■ **Aim**
Pull out each line below that contains the word "coat".
>> BEGIN
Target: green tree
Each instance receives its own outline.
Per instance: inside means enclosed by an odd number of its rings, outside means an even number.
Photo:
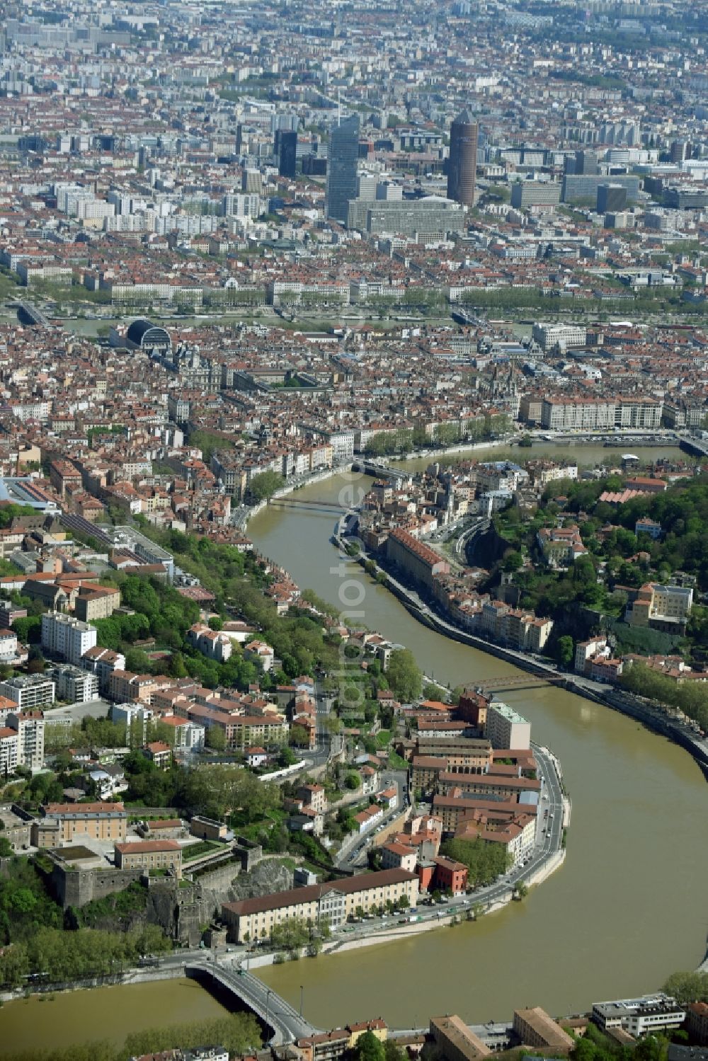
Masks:
[[[681,1005],[689,1002],[708,1003],[708,973],[672,973],[662,990]]]
[[[556,658],[562,666],[570,666],[575,655],[573,639],[568,633],[558,638],[556,647]]]
[[[253,476],[248,484],[248,493],[256,502],[266,501],[284,485],[282,475],[278,475],[275,471],[263,471]]]
[[[396,648],[391,654],[386,678],[398,700],[410,703],[420,696],[422,672],[410,648]]]
[[[355,1043],[353,1057],[356,1061],[386,1061],[383,1043],[373,1031],[365,1031]]]
[[[204,743],[212,751],[225,751],[226,733],[221,726],[209,726],[204,736]]]

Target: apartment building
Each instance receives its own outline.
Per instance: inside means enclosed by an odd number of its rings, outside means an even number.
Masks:
[[[683,586],[645,582],[626,610],[629,626],[680,632],[693,606],[693,590]]]
[[[514,1031],[524,1046],[558,1050],[567,1054],[574,1040],[540,1006],[514,1010]]]
[[[408,530],[396,527],[386,540],[386,558],[414,582],[429,590],[437,575],[449,575],[450,564],[438,553],[424,545]]]
[[[138,727],[138,738],[144,743],[148,731],[148,723],[154,717],[155,712],[143,703],[114,703],[110,709],[111,721],[117,725],[124,725],[126,734],[129,737],[134,726]]]
[[[84,835],[93,840],[124,840],[127,811],[122,803],[48,803],[32,829],[36,847],[71,843]]]
[[[611,431],[615,406],[609,398],[543,398],[541,427],[551,431]]]
[[[49,707],[54,702],[55,686],[42,674],[18,674],[0,681],[0,696],[13,700],[20,711]]]
[[[59,700],[86,703],[98,698],[99,679],[90,671],[84,671],[71,663],[63,663],[61,666],[51,667],[47,675],[53,680]]]
[[[661,427],[663,401],[656,398],[622,397],[615,407],[615,425],[655,431]]]
[[[234,651],[231,639],[226,633],[210,629],[205,623],[194,623],[187,631],[187,640],[208,659],[225,663]]]
[[[81,586],[74,601],[74,615],[84,623],[108,619],[120,607],[120,590],[113,586]]]
[[[405,900],[410,906],[417,904],[418,877],[402,869],[385,869],[243,899],[238,903],[223,903],[221,909],[229,939],[244,943],[270,939],[276,925],[292,918],[309,919],[312,924],[326,921],[330,927],[339,928],[359,907],[366,914],[399,900]]]
[[[17,730],[12,726],[0,727],[0,777],[14,773],[18,766],[19,741]]]
[[[508,703],[493,701],[487,708],[484,735],[493,748],[528,750],[531,747],[531,723]]]
[[[41,647],[50,656],[58,656],[79,665],[84,653],[96,647],[98,631],[90,623],[61,611],[41,616]]]
[[[686,1020],[686,1010],[671,995],[658,991],[639,998],[595,1002],[591,1016],[602,1031],[622,1028],[638,1038],[647,1032],[680,1027]]]
[[[136,840],[117,843],[117,869],[167,870],[182,876],[182,848],[176,840]]]
[[[155,689],[155,680],[149,674],[133,674],[132,671],[114,671],[108,691],[111,700],[150,703]]]
[[[550,568],[568,568],[579,556],[587,553],[575,524],[568,527],[540,527],[536,539],[543,560]]]
[[[455,1015],[431,1016],[430,1036],[447,1061],[476,1061],[491,1053],[479,1036]]]
[[[565,350],[569,346],[585,346],[587,343],[587,328],[584,325],[535,324],[531,335],[545,353],[555,347]]]
[[[89,648],[81,658],[81,665],[85,671],[90,671],[99,679],[99,690],[107,693],[110,689],[110,676],[114,671],[125,669],[125,657],[122,653],[115,653],[111,648]]]

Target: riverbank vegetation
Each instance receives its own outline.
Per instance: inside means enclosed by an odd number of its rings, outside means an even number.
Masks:
[[[681,1006],[689,1002],[708,1003],[708,972],[672,973],[662,990]]]
[[[479,888],[494,882],[505,873],[513,863],[501,843],[485,843],[484,840],[445,840],[441,845],[441,854],[453,862],[463,863],[469,873],[467,883],[470,888]]]
[[[51,1020],[51,1002],[47,1019]],[[132,1031],[122,1046],[110,1042],[76,1043],[59,1049],[3,1050],[3,1061],[128,1061],[132,1057],[179,1047],[219,1044],[229,1056],[253,1055],[262,1045],[260,1025],[253,1013],[229,1013],[208,1021],[190,1021],[166,1028]]]
[[[678,655],[702,667],[708,660],[708,607],[701,601],[708,592],[708,476],[624,504],[601,501],[605,491],[622,488],[617,475],[559,480],[549,485],[535,510],[522,514],[510,505],[496,514],[502,555],[491,564],[484,589],[496,588],[502,573],[511,575],[519,607],[553,619],[547,651],[562,665],[571,664],[575,642],[604,632],[618,653]],[[657,525],[653,535],[638,526],[644,519]],[[550,567],[543,559],[538,533],[554,526],[575,526],[586,550],[567,567]],[[625,622],[634,591],[645,582],[671,580],[693,587],[696,594],[685,631],[670,633]],[[629,671],[625,683],[696,720],[708,720],[708,694],[697,689],[676,686],[646,668]]]
[[[168,951],[156,925],[128,932],[77,928],[54,901],[39,860],[12,858],[0,888],[0,984],[61,984],[108,976],[134,966],[140,955]],[[73,928],[74,930],[66,930]]]

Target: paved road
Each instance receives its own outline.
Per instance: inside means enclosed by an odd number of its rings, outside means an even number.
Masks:
[[[376,828],[367,830],[360,836],[355,836],[347,843],[343,845],[338,853],[334,865],[338,869],[361,869],[366,866],[367,851],[374,842],[374,838],[381,833],[386,825],[390,825],[408,806],[408,775],[405,770],[384,770],[381,775],[380,787],[390,788],[396,785],[398,788],[398,801],[393,811],[384,814]]]
[[[416,909],[416,915],[420,921],[439,920],[439,918],[449,914],[465,914],[467,909],[478,903],[482,903],[483,906],[493,906],[495,903],[505,902],[512,894],[514,886],[517,883],[520,881],[528,882],[537,870],[543,867],[552,855],[560,850],[564,814],[560,779],[556,772],[553,756],[548,749],[534,745],[533,751],[538,764],[541,794],[538,807],[536,847],[530,860],[525,866],[516,867],[494,884],[485,888],[478,888],[471,895],[457,895],[436,906],[420,905]],[[545,817],[547,811],[548,818]],[[364,840],[364,843],[368,846],[367,840]],[[353,865],[355,863],[349,858],[348,866],[353,867]],[[386,915],[383,918],[367,918],[363,926],[344,925],[341,929],[341,935],[368,936],[381,929],[393,928],[403,916],[394,914],[393,916]],[[405,916],[410,917],[411,915]]]

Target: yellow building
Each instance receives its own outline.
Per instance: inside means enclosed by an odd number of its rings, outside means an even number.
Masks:
[[[270,939],[276,925],[293,918],[313,925],[323,921],[331,928],[339,928],[359,909],[368,914],[401,899],[409,906],[417,904],[417,875],[402,869],[385,869],[257,899],[242,899],[238,903],[223,903],[221,910],[222,920],[228,925],[229,939],[247,943]]]
[[[72,843],[81,836],[125,839],[127,811],[122,803],[48,803],[41,813],[44,817],[32,827],[36,847]]]
[[[137,840],[116,845],[117,869],[167,869],[182,876],[182,848],[176,840]]]

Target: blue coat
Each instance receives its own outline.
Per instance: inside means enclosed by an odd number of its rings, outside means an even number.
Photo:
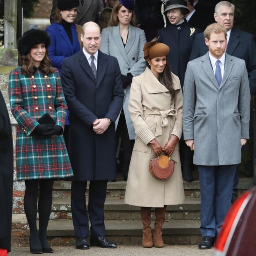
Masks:
[[[68,149],[72,180],[115,179],[114,122],[124,95],[117,60],[98,51],[96,80],[81,50],[63,61],[61,82],[70,111]],[[113,123],[97,135],[92,123],[103,118]]]
[[[62,61],[67,57],[69,57],[79,51],[81,46],[77,38],[75,25],[71,24],[71,31],[73,38],[73,44],[68,38],[63,26],[54,23],[45,30],[50,35],[51,45],[48,48],[48,56],[52,61],[52,65],[58,68],[61,74]]]
[[[190,60],[203,56],[208,51],[204,42],[203,33],[198,34],[195,39]],[[245,61],[248,72],[251,94],[256,92],[256,45],[252,34],[232,28],[226,49],[228,54]]]

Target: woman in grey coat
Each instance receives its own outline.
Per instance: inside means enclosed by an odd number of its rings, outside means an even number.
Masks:
[[[117,141],[120,137],[124,149],[124,179],[127,180],[129,165],[135,139],[134,128],[128,110],[132,77],[141,74],[146,68],[143,45],[144,31],[136,27],[133,0],[117,1],[113,7],[109,26],[102,32],[100,49],[116,57],[118,61],[125,95],[123,108],[116,121]]]

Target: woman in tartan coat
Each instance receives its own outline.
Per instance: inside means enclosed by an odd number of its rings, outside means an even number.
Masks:
[[[22,66],[12,70],[9,79],[10,105],[18,122],[17,177],[25,180],[24,207],[33,253],[53,252],[47,241],[46,230],[54,178],[73,175],[62,135],[67,107],[58,71],[51,67],[47,56],[50,43],[45,31],[32,29],[24,33],[18,42]],[[54,120],[55,125],[37,120],[45,113]]]

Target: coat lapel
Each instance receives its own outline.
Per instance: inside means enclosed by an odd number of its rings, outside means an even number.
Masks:
[[[128,53],[130,50],[131,50],[136,38],[135,30],[134,29],[134,27],[132,26],[131,24],[129,25],[129,34],[128,35],[128,38],[127,38],[126,45],[124,48],[127,53]]]
[[[66,42],[68,44],[68,46],[70,48],[70,50],[71,51],[71,52],[73,53],[73,47],[72,46],[72,45],[71,44],[71,42],[70,41],[70,40],[68,38],[68,35],[67,32],[65,31],[65,29],[64,29],[62,25],[60,25],[60,24],[58,24],[58,27],[60,30],[61,36],[63,38],[63,39],[66,41]]]
[[[210,79],[212,81],[214,85],[218,89],[219,86],[214,75],[214,72],[212,69],[210,57],[209,57],[209,52],[202,57],[201,61],[202,68],[204,71],[205,74],[209,77]]]
[[[240,42],[240,36],[237,33],[237,30],[235,29],[232,29],[227,47],[226,53],[230,55],[233,54],[234,51]]]
[[[88,75],[91,78],[92,80],[96,85],[96,79],[94,76],[91,68],[89,64],[89,62],[88,62],[85,55],[83,52],[83,49],[81,49],[80,52],[78,53],[78,60],[79,61],[79,64],[82,67],[82,68],[87,73]]]
[[[141,82],[149,94],[169,92],[169,90],[162,84],[154,75],[151,70],[146,68],[142,76]]]
[[[100,51],[98,51],[97,61],[97,81],[96,86],[98,87],[104,78],[108,66],[107,58]]]
[[[124,44],[123,43],[123,41],[121,38],[120,32],[119,32],[119,26],[117,26],[113,27],[113,37],[114,38],[114,40],[116,42],[116,45],[117,47],[118,48],[118,50],[120,52],[120,53],[123,56],[124,59],[125,60],[126,62],[127,62],[128,65],[130,66],[130,63],[129,63],[129,60],[128,60],[128,58],[127,57],[126,51],[124,49]],[[128,38],[129,38],[129,36],[128,36]]]

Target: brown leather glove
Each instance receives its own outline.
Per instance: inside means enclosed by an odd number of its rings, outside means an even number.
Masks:
[[[155,139],[154,139],[150,142],[149,144],[151,146],[151,147],[152,147],[153,150],[154,150],[155,155],[160,155],[163,151],[163,149],[161,145],[158,142],[157,140]]]
[[[176,135],[171,134],[169,140],[166,143],[163,148],[163,151],[166,155],[169,157],[172,155],[178,141],[179,138]]]

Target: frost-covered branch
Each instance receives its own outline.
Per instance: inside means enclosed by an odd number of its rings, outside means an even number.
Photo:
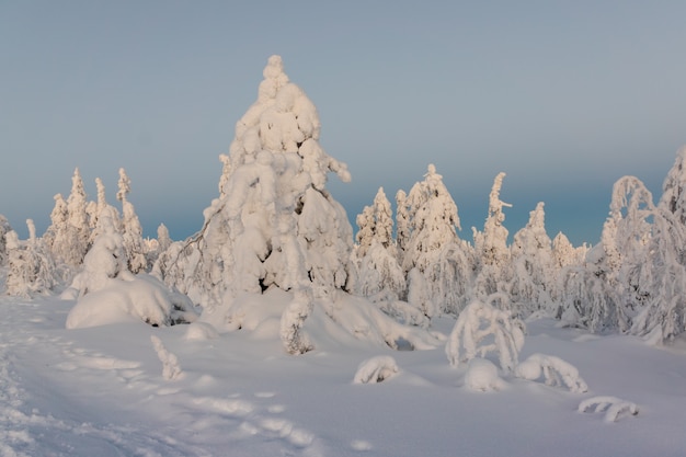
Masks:
[[[586,381],[579,376],[579,369],[553,355],[530,355],[516,366],[515,376],[528,380],[537,380],[542,376],[546,386],[567,387],[571,392],[588,390]]]
[[[501,368],[512,372],[524,345],[522,325],[515,323],[507,311],[488,302],[472,301],[460,312],[448,338],[445,352],[450,365],[457,367],[477,356],[495,353]]]
[[[368,358],[359,364],[354,384],[375,384],[389,379],[398,374],[398,364],[396,359],[389,355],[379,355]]]
[[[162,340],[160,340],[156,335],[150,335],[150,341],[152,342],[152,347],[155,347],[155,352],[157,356],[162,362],[162,377],[167,380],[179,379],[183,372],[181,370],[181,365],[179,365],[179,358],[173,353],[169,352],[164,344],[162,344]]]
[[[638,415],[639,408],[636,403],[617,397],[599,396],[579,403],[579,412],[605,412],[603,420],[610,423],[631,415]]]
>> END
■ **Solution to this task**
Target: blue coat
Target: woman in grey coat
Target: woman in tartan coat
Target: coat lapel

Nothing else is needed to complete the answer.